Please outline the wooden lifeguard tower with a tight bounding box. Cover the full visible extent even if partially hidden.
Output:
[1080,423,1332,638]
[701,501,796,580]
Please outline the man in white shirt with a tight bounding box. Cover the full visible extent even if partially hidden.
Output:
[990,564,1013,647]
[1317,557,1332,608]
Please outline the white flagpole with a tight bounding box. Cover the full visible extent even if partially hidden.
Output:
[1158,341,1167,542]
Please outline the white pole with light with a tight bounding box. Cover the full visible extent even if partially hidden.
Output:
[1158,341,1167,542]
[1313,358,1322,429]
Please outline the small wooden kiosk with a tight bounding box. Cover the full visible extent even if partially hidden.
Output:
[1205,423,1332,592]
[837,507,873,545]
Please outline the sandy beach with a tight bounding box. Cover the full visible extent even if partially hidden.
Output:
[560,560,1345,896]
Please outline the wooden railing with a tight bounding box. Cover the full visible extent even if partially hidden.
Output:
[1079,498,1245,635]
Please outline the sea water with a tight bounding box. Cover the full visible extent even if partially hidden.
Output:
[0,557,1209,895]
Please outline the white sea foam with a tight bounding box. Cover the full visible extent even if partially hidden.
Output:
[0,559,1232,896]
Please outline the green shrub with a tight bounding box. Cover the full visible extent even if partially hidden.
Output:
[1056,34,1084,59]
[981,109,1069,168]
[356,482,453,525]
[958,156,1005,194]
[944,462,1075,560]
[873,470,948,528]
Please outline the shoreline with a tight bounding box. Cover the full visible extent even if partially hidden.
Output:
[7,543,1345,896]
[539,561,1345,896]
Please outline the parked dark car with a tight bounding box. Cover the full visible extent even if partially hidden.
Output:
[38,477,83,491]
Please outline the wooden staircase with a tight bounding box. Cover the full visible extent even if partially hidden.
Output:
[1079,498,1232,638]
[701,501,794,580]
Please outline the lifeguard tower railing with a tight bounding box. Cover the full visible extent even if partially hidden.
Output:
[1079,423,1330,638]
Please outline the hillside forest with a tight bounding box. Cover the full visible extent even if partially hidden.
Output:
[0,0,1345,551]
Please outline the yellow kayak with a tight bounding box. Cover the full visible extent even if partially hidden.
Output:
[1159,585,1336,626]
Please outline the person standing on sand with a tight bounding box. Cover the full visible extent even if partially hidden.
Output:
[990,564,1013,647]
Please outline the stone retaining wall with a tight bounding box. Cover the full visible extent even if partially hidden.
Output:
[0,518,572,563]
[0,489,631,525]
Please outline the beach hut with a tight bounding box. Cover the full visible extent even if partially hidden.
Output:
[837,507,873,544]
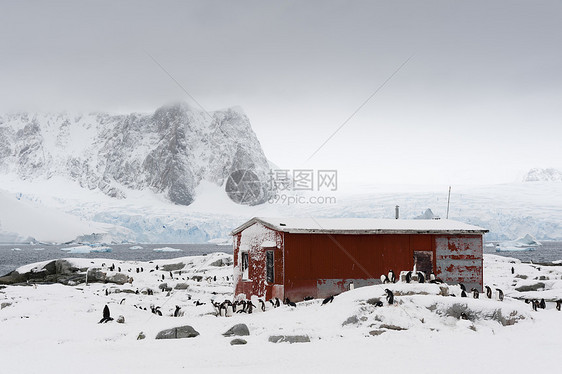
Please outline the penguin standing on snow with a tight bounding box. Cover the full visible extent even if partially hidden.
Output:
[98,304,113,323]
[322,295,334,305]
[174,305,181,317]
[406,271,412,283]
[384,288,394,305]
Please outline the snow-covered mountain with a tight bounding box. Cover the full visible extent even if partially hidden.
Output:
[523,168,562,182]
[0,103,269,205]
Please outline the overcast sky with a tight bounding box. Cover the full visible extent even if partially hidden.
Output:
[0,1,562,184]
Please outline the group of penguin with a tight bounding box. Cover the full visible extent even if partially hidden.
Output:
[381,269,443,284]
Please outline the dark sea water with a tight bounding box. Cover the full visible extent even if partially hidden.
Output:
[0,244,232,276]
[484,241,562,263]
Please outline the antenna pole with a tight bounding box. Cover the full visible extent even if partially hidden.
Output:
[447,186,451,219]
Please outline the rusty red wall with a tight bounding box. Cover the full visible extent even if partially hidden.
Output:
[234,223,483,301]
[435,235,484,291]
[284,233,435,301]
[233,223,284,300]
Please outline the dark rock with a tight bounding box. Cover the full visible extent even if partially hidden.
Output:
[515,282,545,292]
[367,297,381,305]
[156,325,199,339]
[342,316,359,326]
[209,257,232,267]
[222,323,250,336]
[0,303,12,309]
[379,323,407,331]
[160,262,185,271]
[269,335,310,344]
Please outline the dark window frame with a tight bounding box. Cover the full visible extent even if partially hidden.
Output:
[265,250,275,284]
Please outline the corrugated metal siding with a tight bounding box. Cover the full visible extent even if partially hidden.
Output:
[435,235,483,291]
[234,222,284,299]
[285,233,433,301]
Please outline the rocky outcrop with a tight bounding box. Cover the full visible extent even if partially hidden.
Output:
[156,325,199,339]
[0,103,270,205]
[268,335,310,344]
[0,260,131,286]
[222,323,250,336]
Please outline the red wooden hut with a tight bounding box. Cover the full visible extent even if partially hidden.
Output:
[231,218,488,301]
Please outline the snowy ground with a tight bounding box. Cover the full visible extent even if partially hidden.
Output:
[0,253,562,373]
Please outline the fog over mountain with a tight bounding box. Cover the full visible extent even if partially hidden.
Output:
[0,103,269,205]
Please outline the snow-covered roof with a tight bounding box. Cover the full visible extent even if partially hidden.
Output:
[231,217,488,235]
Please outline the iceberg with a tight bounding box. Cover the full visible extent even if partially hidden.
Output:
[496,234,542,252]
[61,245,111,253]
[153,247,181,252]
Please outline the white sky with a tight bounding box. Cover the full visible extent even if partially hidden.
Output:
[0,1,562,184]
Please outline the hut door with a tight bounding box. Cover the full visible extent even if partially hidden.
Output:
[414,251,433,274]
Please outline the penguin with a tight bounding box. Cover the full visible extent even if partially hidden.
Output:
[98,304,113,323]
[322,295,334,305]
[285,297,297,308]
[246,300,255,314]
[496,288,504,302]
[384,288,394,305]
[531,300,539,312]
[388,269,396,283]
[406,271,412,283]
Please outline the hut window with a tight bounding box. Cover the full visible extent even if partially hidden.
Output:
[265,251,275,283]
[241,252,249,279]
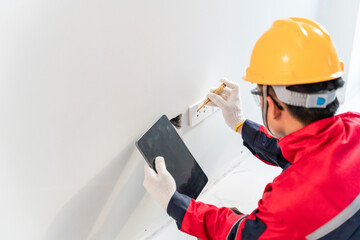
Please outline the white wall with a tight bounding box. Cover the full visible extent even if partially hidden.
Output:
[0,0,355,239]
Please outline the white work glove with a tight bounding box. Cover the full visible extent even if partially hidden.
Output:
[143,157,176,211]
[207,79,246,131]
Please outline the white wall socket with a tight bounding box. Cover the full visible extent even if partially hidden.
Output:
[189,99,219,127]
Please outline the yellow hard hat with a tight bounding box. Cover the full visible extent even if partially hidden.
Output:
[243,18,344,85]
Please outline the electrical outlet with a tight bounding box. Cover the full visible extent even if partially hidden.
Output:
[189,100,218,127]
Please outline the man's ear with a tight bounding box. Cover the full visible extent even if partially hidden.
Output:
[266,96,282,119]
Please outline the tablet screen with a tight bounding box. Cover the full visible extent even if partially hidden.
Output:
[136,115,208,199]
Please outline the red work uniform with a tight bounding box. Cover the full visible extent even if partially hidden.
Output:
[167,112,360,240]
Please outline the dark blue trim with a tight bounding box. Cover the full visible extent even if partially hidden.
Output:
[167,191,191,229]
[319,210,360,240]
[241,209,266,240]
[242,120,291,170]
[226,215,249,240]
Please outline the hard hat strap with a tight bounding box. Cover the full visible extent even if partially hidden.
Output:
[261,85,274,136]
[272,85,336,108]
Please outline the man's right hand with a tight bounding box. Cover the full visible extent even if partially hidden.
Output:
[207,79,246,131]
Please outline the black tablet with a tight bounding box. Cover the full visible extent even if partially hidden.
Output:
[136,115,208,199]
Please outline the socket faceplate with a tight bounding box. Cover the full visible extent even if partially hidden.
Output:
[189,99,218,127]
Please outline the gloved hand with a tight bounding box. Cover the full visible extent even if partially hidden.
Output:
[143,157,176,211]
[207,79,246,131]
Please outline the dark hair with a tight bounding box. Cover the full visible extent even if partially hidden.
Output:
[269,77,344,125]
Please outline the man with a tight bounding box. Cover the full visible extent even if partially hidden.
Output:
[144,18,360,240]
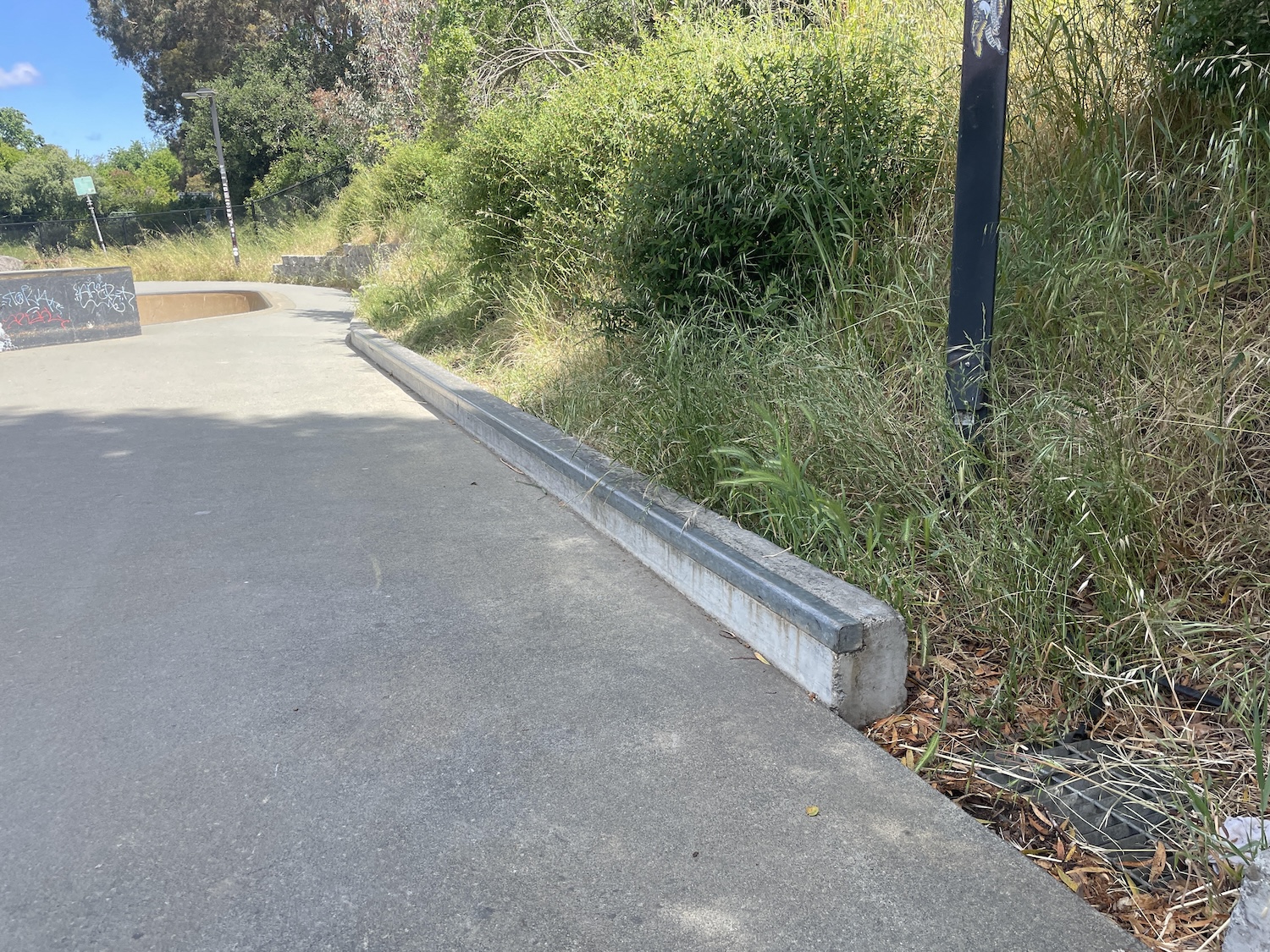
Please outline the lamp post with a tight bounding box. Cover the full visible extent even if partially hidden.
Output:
[180,89,243,268]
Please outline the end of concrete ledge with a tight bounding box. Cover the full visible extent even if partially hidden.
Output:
[345,322,908,726]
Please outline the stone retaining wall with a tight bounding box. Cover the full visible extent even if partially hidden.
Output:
[273,245,399,287]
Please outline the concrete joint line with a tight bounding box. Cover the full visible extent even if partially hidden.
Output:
[347,322,908,726]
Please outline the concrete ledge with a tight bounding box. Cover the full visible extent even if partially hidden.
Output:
[348,322,908,726]
[137,291,274,327]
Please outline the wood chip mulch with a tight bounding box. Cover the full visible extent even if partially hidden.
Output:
[865,665,1239,952]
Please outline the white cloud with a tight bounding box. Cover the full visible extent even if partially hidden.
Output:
[0,63,40,89]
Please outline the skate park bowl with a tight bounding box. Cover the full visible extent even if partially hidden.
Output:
[137,291,276,327]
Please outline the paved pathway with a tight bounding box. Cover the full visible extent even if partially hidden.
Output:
[0,287,1130,952]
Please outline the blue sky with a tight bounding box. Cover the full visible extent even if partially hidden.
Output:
[0,0,154,157]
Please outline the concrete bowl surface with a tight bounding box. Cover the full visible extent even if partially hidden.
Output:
[137,291,284,325]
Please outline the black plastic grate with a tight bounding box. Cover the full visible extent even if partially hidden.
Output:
[975,740,1186,888]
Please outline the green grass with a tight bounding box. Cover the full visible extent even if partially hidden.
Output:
[360,0,1270,939]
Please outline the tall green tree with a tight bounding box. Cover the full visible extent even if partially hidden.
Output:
[0,146,89,221]
[0,106,45,152]
[182,42,343,201]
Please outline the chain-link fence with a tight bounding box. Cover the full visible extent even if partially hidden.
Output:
[0,164,352,254]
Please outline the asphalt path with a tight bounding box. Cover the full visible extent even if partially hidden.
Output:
[0,286,1132,952]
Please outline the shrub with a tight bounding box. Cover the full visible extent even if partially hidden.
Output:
[612,23,934,325]
[335,140,450,241]
[442,18,935,325]
[444,99,536,271]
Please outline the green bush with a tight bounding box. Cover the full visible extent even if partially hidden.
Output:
[612,23,934,325]
[1156,0,1270,111]
[444,99,536,272]
[442,18,935,325]
[335,140,450,241]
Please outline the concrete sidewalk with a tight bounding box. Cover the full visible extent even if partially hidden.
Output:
[0,286,1135,952]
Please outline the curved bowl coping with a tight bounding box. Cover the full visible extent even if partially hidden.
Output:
[348,322,908,725]
[137,291,276,327]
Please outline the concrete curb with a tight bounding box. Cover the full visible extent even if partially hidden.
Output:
[347,322,908,726]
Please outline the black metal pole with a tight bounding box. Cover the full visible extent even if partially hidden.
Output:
[947,0,1010,439]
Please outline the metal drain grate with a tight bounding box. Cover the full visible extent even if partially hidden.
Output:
[975,740,1188,888]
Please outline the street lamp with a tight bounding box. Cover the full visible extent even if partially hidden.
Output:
[180,89,243,268]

#### [Task goal]
Copy everything from the line containing "Please outline the wooden staircase" down to the line containing "[701,501,794,580]", renaming "wooden staircase" to "wooden stairway" and keeping everything else the same.

#### [Response to the task]
Please outline the wooden stairway with a tight bounding box. Cover the full visible extent even if partially hidden.
Output:
[1079,498,1232,638]
[701,501,794,580]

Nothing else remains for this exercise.